**Requirement**:
Pick out every line of the following records that contains the word "below", and copy each of those lines in full.

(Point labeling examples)
= = =
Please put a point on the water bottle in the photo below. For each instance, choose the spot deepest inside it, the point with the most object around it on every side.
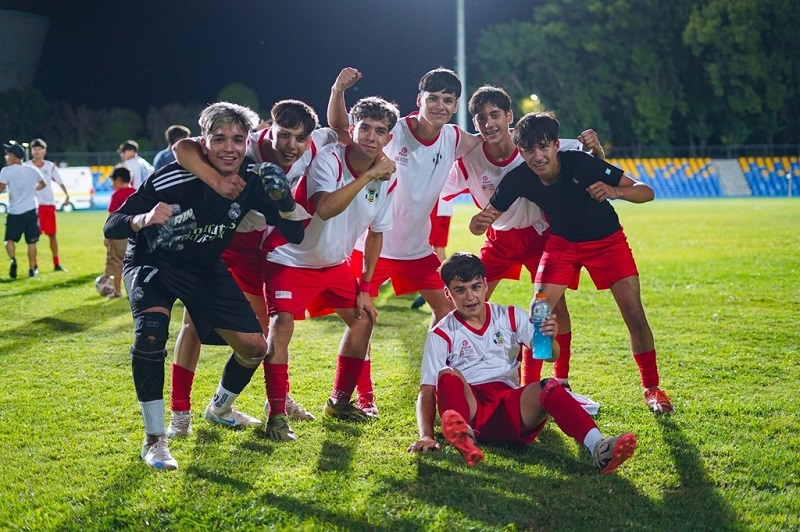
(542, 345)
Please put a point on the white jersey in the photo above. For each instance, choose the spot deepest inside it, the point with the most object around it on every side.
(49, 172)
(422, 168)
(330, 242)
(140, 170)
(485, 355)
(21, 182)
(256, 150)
= = =
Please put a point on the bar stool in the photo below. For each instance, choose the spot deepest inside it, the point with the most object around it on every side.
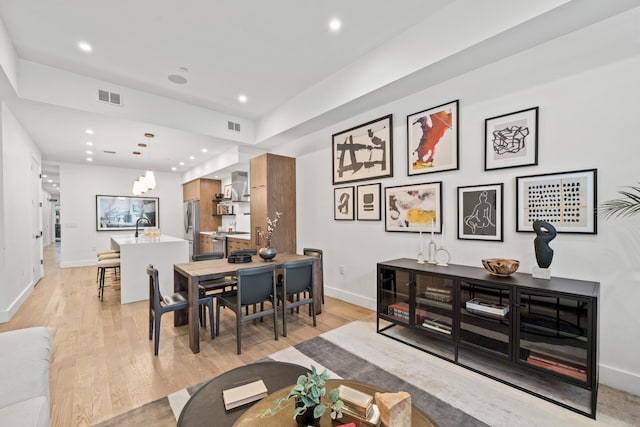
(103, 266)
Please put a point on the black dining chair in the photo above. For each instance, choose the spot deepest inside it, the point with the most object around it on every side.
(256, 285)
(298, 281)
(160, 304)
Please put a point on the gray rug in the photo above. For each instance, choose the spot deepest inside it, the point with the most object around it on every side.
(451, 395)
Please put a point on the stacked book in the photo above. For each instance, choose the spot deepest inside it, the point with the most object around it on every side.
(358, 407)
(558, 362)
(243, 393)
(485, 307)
= = =
**Expected output**:
Please put a point on the water bottle in the photo below. For each instance, choose the spot deepest inside it, the point with the most object around it on every side.
Please put a point on the bar stool in the photo below. For each instance, choose the spot deepest inside it, the point with the most object around it on every side.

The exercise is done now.